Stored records
------
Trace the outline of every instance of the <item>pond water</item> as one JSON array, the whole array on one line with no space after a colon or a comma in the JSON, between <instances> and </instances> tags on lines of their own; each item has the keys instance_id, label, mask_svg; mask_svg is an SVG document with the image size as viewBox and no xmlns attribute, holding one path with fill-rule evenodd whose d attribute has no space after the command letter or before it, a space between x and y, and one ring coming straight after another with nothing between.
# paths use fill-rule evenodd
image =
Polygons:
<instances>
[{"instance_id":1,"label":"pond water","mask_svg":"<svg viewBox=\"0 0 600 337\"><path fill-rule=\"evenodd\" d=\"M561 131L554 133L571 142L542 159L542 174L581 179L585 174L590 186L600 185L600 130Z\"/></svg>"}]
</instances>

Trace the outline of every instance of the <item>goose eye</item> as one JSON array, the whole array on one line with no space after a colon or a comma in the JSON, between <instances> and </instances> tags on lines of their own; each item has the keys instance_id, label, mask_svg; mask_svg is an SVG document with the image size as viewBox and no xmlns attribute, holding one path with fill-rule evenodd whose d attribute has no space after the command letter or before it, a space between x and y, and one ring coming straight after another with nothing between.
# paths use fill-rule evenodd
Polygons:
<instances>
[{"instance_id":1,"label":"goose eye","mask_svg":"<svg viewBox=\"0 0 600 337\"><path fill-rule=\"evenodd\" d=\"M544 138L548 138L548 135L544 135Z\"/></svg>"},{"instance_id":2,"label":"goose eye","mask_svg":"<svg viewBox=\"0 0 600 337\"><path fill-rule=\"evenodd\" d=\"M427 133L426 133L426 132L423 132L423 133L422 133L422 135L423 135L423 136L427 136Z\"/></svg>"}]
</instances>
------
Assignment |
From the first line to the last, output the records word for word.

Result for this exercise |
Trace the outline of every instance of the <item>pond water</item> as one JSON array, the whole array on one line with no space after a colon or a comma in the JSON, between <instances> and </instances> tags on lines of their own; each item has the keys instance_id, label, mask_svg; mask_svg is an SVG document with the image size as viewBox and no xmlns attribute, holding one path with fill-rule evenodd whose d attribute has no space after the command letter or before it, a space between x and y, and one ring coming straight after another with nothing between.
# paths use fill-rule evenodd
image =
Polygons:
<instances>
[{"instance_id":1,"label":"pond water","mask_svg":"<svg viewBox=\"0 0 600 337\"><path fill-rule=\"evenodd\" d=\"M561 131L554 133L571 142L542 159L542 174L581 179L585 174L590 186L600 185L600 130Z\"/></svg>"}]
</instances>

Trace the outline of every instance of the <item>goose eye</item> as one JSON array, the whole array on one line with no space after a colon or a comma in the JSON, between <instances> and </instances> tags on lines of their own; each item has the keys instance_id, label, mask_svg; mask_svg is an SVG document with the image size as viewBox and no xmlns attribute, holding one path with fill-rule evenodd whose d attribute has no space after the command letter or before it, a space between x and y, and one ring coming straight after another with nothing between.
# paths use fill-rule evenodd
Polygons:
<instances>
[{"instance_id":1,"label":"goose eye","mask_svg":"<svg viewBox=\"0 0 600 337\"><path fill-rule=\"evenodd\" d=\"M544 138L548 138L548 135L544 135Z\"/></svg>"},{"instance_id":2,"label":"goose eye","mask_svg":"<svg viewBox=\"0 0 600 337\"><path fill-rule=\"evenodd\" d=\"M427 133L426 133L426 132L423 132L423 133L422 133L422 135L423 135L423 136L427 136Z\"/></svg>"}]
</instances>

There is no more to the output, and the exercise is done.